Hard disk failure data from Google



Surprising bit from article. That PDF looks interesting:
The report said that there was a clear trend showing “that lower temperatures are associated with higher failure rates”.

“Only at very high temperatures is there a slight reversal of this trend.”

But hard drives which are three years old and older were more likely to suffer a failure when used in warmer environments. [/indent]

Very surprising indeed. Then again, I had always assumed high temperature for a hard disk to be 90 (F) degrees and up.

However, skimming through the PDF and working in a job where I’m required to do a lot of work with data centers all I can say is JESUS those guys monitor the shit out of everything in there if they can get this much data for that study.

I’m a little paranoid on hard drive failure. Since I started encoding my CDs back in 1993, I must have reencoded my entire collection three or four times. Some because the old CD’s back then have lousy failure rates, lasting maybe 8 years. I take reasonable care of my cd’s, placing them in jewel cases or the lined-books. I don’t store them in climate controlled rooms.

These are all my own opinion:

CPU’s I allow to run to 60s, 70s comfortably, dialing down fan for noise. Hard drives I feel uncomfortable in the 40’s. I like to place them directly in front of intake fans, stuck at the bottom of the case with bits of sorbothane.

A firmware engineer for one of the big companies tells me one of the common failure points is in the electronics, in which case you’d see failure very early. This seems supported by Google’s data with the early spikes. Another “intuitive” bit in the study is once you see a bad cluster, move that junk off the drive cause it’s gonna die.

My typical hard drives for home are 35C to 45C. I put them in front of a slow intake fan, as close to bottom of case as possible. Google’s data shows higher failure rates around 30 C. What ambient or case temperatures were these drives in? I don’t have experience in server rooms.

They don’t mention that specifically. But based upon heat ranges all over the board I’m guessing here that it’s a data center without floor blown cooling. So a rack that isn’t near an air handling unit might have temperatures greater than say, one near the unit. The overhead type of cooling leads to more hotspots (in my opinion.)

The side problem is that no two racks tend to get built out the same once equipment gets placed. In Googles case maybe they have a standard form factor, but since they use hard drives that are off the shelf and vary in size, I’m guessing they use enclosures that are different sizes too. So one case may run hotter than another, and those furthest from the cooling source would run very hot.

## RECORDS PROVIDED

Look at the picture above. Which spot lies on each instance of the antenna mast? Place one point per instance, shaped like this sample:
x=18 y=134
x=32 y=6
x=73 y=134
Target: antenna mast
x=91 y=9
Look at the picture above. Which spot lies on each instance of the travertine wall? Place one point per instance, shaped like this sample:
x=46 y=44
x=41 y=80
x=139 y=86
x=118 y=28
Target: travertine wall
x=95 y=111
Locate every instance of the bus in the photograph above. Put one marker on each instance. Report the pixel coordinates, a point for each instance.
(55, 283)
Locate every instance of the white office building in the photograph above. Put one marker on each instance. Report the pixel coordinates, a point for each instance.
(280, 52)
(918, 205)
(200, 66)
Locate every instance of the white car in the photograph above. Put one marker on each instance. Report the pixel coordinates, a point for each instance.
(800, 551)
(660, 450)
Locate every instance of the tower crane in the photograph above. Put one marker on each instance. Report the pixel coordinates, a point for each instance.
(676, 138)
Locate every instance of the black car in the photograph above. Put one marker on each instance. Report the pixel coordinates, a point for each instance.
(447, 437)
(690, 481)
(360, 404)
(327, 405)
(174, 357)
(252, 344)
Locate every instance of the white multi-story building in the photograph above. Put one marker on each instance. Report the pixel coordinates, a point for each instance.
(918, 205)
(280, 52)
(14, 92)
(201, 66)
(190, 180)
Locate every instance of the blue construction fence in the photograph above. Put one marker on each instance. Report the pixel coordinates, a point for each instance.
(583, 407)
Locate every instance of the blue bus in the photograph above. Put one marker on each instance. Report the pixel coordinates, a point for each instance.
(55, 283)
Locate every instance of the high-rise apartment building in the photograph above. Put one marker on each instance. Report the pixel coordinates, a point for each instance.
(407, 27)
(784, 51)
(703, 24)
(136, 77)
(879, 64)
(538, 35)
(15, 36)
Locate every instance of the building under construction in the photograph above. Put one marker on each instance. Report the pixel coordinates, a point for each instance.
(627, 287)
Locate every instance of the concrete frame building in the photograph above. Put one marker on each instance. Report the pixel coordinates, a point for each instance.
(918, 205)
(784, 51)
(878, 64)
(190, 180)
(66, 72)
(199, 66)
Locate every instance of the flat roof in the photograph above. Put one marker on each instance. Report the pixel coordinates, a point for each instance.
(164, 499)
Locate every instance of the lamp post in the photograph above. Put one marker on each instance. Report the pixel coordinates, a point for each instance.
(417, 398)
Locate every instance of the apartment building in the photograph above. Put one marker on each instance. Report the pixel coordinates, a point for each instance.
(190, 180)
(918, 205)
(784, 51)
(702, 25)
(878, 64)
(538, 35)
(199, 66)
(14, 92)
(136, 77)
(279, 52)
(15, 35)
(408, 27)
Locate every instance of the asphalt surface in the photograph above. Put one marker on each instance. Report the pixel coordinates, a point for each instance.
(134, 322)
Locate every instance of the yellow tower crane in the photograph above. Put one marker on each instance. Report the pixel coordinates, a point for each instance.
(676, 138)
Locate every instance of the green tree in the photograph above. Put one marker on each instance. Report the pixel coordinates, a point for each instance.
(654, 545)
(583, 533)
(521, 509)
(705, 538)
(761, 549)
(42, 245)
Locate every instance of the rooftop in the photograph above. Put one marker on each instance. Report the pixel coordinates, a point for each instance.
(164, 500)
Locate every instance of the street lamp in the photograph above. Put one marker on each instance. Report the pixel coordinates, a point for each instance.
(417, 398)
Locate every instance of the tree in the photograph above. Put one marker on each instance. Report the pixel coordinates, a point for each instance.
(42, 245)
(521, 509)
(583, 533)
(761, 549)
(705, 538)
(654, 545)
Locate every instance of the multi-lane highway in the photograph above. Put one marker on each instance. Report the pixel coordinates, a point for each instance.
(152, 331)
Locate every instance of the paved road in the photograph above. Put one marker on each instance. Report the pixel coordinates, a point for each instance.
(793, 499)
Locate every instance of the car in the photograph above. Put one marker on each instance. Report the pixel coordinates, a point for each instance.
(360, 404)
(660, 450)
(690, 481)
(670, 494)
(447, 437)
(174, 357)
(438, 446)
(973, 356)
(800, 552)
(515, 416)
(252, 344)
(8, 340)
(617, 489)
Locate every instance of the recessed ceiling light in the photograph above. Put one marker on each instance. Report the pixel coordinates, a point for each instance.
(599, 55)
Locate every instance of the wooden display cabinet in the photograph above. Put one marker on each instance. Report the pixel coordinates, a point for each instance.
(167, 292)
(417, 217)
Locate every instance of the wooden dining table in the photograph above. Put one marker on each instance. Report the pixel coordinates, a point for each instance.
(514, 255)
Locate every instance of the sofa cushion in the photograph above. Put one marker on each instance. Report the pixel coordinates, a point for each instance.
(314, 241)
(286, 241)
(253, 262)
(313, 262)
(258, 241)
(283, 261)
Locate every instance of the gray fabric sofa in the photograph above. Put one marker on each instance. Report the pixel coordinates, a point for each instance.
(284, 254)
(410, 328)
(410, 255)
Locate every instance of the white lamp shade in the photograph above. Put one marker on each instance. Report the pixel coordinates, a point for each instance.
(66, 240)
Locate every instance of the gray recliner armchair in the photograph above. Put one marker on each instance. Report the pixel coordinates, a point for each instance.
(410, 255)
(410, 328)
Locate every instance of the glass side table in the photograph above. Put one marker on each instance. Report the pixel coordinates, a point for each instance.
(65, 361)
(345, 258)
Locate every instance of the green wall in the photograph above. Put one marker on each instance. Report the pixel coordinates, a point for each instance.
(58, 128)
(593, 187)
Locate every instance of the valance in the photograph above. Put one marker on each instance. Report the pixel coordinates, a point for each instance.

## WHAT YOU SHOULD DO
In the thread on Google's hard disk failure data, what did a firmware engineer name as one of the common failure points?

## REPLY
The electronics, in which case the failure shows up very early.